*DOCUMENT PASSAGE*.
══════════
Ray tracing is computationally expensive making it challenging to achieve in real time. To make it a reality, our unique architecture contains patented specialist hardware blocks that enable either faster full ray tracing or an efficient hybrid rendering approach that combines traditional rasterisation techniques with ray tracing for realistic lighting, reflections, and shadows.

With IMG DXT, our latest GPU, Imagination has introduced a unique scalable design that can deliver a ray tracing solution in a number of sizes to meet the power and area demands of a wide variety of markets. It also offers new efficiency features to boost the effectiveness of ray tracing, even in configurations that deliver more modest ray budgets.

Choose DXT for a solution that can deliver the optimal balance between image quality and performance.

A visual revolution

As the realism that ray tracing provides becomes the norm on PCs and consoles consumers will expect similar levels of quality on their portable devices. Imagination’s PowerVR architecture-based GPUs are renowned for delivering console-quality graphics on portable devices. Imagination Ray Tracing will continue to deliver the same for the next generation of devices.

Our ‘mobile-first’ approach to ray tracing, with efficiency at its heart, makes it an ideal fit for battery-constrained devices. It promises to bring new levels of visual quality to mobile.

Ray tracing can also be used to enhance a variety of mobile applications, such as augmented reality apps and VR games. The inclusion of ray tracing can add a new layer of immersion.

Cloud-based gaming is expanding the range of options for gamers, but power consumption and heat management are key challenges faced by server farms. Imagination’s highly scalable ray tracing solution will enable cutting-edge cloud gaming, delivering stunning visual-effects quality combined with low power consumption. Which results in delivering the robustness demanded by high-volume cloud gaming environments.

The interiors of modern cars are dominated by displays and the quality of their visuals is becoming a key differentiator for premium brands. Ray tracing can raise the bar for in-car graphics in numerous ways. Surround-view is a key technology that will be increasingly relied upon to deliver safety-critical information to the driver and ray tracing can add unprecedented realism to the images. The distortion correction process surround-view requires can be created more easily and with lower latency using ray tracing. It can also enable distorted or curved rendering in a single pass to precisely map the head-up display (HUD) onto the windscreen.
══════════
*GIVEN EXERCISE*.
Carry on the ray tracing passage, picking up right after its last sentence.
══════════
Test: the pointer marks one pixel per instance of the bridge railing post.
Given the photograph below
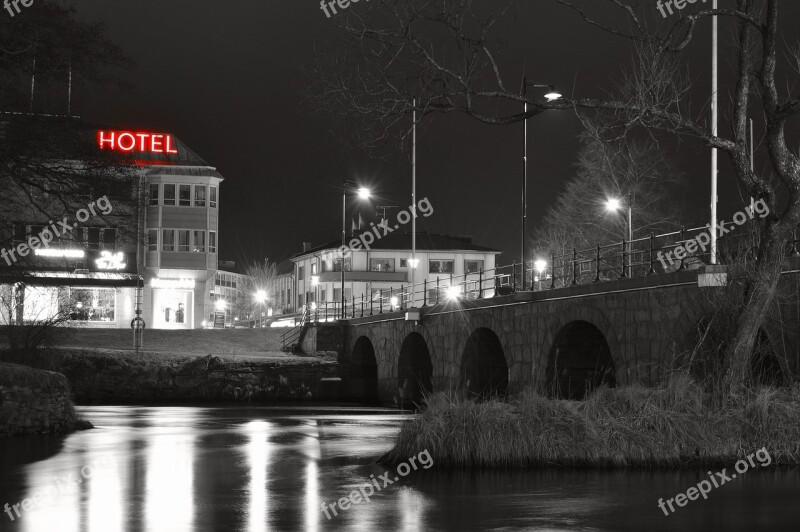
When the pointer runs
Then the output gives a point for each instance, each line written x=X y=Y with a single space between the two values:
x=682 y=239
x=574 y=266
x=597 y=264
x=652 y=269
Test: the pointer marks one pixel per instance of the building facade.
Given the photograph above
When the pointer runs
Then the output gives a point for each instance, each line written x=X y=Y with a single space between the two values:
x=152 y=243
x=373 y=275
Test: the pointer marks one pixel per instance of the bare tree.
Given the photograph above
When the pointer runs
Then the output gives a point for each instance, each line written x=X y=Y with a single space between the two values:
x=638 y=172
x=443 y=55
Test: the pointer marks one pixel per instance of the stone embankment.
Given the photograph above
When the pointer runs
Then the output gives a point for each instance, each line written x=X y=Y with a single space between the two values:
x=35 y=401
x=105 y=377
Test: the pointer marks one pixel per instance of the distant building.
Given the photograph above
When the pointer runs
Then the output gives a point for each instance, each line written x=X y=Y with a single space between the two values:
x=444 y=261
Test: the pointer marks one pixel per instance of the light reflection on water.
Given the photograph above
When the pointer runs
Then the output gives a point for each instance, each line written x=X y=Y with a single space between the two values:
x=263 y=469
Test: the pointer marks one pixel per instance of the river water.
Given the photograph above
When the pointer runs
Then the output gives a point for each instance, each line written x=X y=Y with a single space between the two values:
x=229 y=469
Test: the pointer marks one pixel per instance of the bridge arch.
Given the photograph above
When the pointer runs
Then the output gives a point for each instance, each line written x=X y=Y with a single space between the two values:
x=579 y=361
x=363 y=374
x=414 y=370
x=484 y=369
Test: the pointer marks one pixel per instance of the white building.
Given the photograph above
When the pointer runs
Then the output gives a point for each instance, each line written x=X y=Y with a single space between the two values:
x=377 y=275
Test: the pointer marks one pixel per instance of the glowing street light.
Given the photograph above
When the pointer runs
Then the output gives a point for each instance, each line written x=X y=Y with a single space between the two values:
x=614 y=205
x=453 y=292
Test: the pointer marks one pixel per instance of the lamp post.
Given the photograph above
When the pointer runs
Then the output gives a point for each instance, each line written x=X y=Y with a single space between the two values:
x=363 y=193
x=261 y=298
x=551 y=95
x=614 y=205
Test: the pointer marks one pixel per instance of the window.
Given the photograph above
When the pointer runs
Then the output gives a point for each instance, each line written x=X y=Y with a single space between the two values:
x=109 y=238
x=93 y=237
x=168 y=240
x=184 y=195
x=152 y=240
x=154 y=190
x=473 y=266
x=91 y=304
x=441 y=266
x=199 y=242
x=169 y=194
x=381 y=265
x=183 y=240
x=337 y=264
x=199 y=195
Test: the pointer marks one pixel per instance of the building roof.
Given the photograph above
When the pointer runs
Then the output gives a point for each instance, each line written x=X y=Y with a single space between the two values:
x=402 y=242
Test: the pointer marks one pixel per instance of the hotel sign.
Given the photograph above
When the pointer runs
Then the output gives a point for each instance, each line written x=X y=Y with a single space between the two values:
x=130 y=141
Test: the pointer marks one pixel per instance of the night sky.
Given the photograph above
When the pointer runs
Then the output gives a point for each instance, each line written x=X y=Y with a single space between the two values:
x=226 y=78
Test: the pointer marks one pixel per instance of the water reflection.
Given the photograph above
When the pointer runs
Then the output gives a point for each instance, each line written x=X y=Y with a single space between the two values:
x=265 y=469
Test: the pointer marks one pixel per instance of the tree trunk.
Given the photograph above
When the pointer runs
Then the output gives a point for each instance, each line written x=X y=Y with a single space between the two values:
x=758 y=297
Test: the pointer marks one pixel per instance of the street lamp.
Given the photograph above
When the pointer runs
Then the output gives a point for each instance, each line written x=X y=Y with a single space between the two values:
x=261 y=298
x=614 y=205
x=541 y=267
x=363 y=193
x=552 y=95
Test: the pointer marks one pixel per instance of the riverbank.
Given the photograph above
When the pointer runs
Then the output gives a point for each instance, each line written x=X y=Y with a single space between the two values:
x=108 y=376
x=35 y=401
x=636 y=427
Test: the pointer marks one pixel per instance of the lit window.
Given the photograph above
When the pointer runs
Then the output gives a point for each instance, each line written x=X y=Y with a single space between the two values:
x=441 y=266
x=168 y=240
x=183 y=240
x=169 y=194
x=381 y=265
x=473 y=266
x=199 y=242
x=185 y=195
x=152 y=240
x=154 y=190
x=199 y=195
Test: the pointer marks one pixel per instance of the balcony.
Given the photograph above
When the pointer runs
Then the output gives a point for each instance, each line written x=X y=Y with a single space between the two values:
x=364 y=276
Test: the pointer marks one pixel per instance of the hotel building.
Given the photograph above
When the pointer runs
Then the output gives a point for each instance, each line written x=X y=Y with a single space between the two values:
x=156 y=250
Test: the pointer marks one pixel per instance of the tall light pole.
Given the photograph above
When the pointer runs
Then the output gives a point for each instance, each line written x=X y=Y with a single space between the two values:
x=552 y=95
x=614 y=204
x=363 y=193
x=714 y=130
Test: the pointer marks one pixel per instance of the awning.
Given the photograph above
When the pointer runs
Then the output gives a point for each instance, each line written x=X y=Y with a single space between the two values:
x=99 y=279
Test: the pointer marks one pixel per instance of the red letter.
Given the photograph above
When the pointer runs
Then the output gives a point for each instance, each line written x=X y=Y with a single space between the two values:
x=128 y=148
x=157 y=143
x=102 y=140
x=142 y=136
x=170 y=149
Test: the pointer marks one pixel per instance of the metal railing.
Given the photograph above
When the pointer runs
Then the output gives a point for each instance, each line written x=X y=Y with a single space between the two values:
x=651 y=255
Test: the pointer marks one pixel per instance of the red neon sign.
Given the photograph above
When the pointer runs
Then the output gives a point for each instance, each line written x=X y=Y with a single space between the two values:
x=130 y=141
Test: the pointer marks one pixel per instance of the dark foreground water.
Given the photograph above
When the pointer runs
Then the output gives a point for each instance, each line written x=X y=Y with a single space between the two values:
x=222 y=469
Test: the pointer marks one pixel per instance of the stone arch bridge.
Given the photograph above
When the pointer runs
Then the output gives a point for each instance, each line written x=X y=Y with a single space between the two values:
x=563 y=341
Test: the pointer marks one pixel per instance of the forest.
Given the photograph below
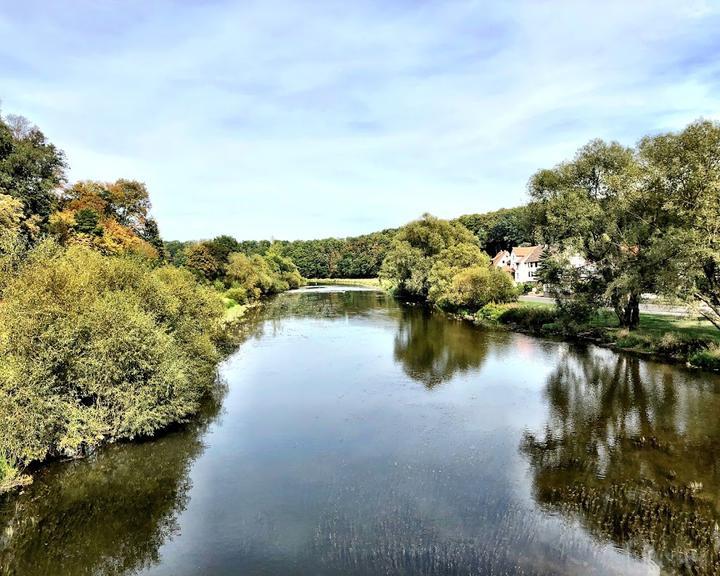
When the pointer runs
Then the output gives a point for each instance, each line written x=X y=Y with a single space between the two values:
x=102 y=337
x=108 y=332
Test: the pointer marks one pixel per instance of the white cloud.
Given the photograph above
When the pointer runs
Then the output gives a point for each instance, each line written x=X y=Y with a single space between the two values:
x=306 y=119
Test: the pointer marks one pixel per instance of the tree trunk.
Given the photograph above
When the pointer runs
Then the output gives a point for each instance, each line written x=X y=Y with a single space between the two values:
x=628 y=311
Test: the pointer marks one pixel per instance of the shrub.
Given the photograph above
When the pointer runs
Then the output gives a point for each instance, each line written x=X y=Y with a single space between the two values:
x=99 y=348
x=707 y=359
x=239 y=295
x=491 y=312
x=529 y=318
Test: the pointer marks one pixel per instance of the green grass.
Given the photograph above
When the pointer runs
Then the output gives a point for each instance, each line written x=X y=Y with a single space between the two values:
x=655 y=325
x=367 y=282
x=236 y=312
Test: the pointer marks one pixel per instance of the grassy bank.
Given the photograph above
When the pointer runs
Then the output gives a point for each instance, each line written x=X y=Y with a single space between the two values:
x=366 y=282
x=691 y=340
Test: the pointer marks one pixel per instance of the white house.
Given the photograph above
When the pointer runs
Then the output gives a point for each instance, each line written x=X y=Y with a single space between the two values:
x=522 y=263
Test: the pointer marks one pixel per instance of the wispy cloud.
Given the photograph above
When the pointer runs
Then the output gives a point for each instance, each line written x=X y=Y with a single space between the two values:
x=305 y=119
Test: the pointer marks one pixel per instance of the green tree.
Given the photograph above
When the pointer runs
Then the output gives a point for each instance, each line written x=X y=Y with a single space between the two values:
══════════
*IN RESPONSE*.
Many markets rely on pre-visualisation applications to create highly realistic models for virtual prototyping. Industries such as architecture, interior design, property development, and product design all leverage the power of ray tracing for more realistic visualisations. Traditionally, generating these types of images takes a long time to render. However, Imagination Ray Tracing could enable physically-based models to be created in real-time, reducing time to market and improving client satisfaction.

Our PowerVR Photon architecture

As ray tracing can vary in levels of performance, we established the Ray Tracing Levels System (RTLS), ranging from Level 0 to Level 5.

The PowerVR Photon architecture represents the first Level 4 ray tracing solution. This is thanks to a new GPU block called the Ray Acceleration Cluster (RAC). By enhancing ray tracing performance and efficiency, it delivers a desktop-quality ray traced experience for mobile gamers and developers.

Download our white paper

What level are you at?

Ray tracing is causing a huge buzz in markets such as desktop PCs and gaming consoles. However, many do not realise that not all solutions are created equally. To help the industry understand this we have set out the Ray Tracing Levels System. These six levels define how ray tracing solutions have evolved in the recent past and explain how efficiency increases with each level. This is critical for power-sensitive use cases, such as mobile.

To learn more about the unique features offered by Imagination Ray Tracing, such as the Coherency Engine, download our white paper.

Download our white paper

Frequently asked questions

Ray tracing is a technique used in computer graphics to create highly realistic images by simulating the way that light interacts with objects in a scene. The process of ray tracing can be broken down into the following steps:

Casting rays: The first step in ray tracing is to cast rays from the camera through each pixel in the image plane and into the scene. These rays simulate the paths that light would take from the objects in the scene to the camera.

Intersecting with objects: As the rays travel through the scene, they may intersect with objects such as walls, floors, and other objects. When this happens, the ray is reflected, refracted, or absorbed by the object based on its material properties and the angle of incidence of the ray.

Calculating lighting: As the rays travel through the scene, they may also intersect with light sources such as lamps or the sun. When this happens, the colour and intensity of the light is calculated and added to the final colour of the pixel.

Combining colours: The colours of each pixel are calculated based on the materials the rays touch, the angles at which they touch them and the properties of the lights they finally intersect with.

Many modern video games use ray tracing to create highly realistic lighting and shadows. Ray tracing allows game developers to simulate the way that light interacts with objects in a scene, which can make virtual environments feel more immersive and lifelike.

Some examples of games that use ray tracing include:

  • Cyberpunk 2077: This open-world action RPG from CD Projekt Red uses ray tracing to create highly realistic reflections, shadows, and global illumination.
  • Control: This third-person action game from Remedy Entertainment uses ray tracing to create realistic reflections, shadows, and global illumination, as well as to simulate the way that light bounces off of surfaces.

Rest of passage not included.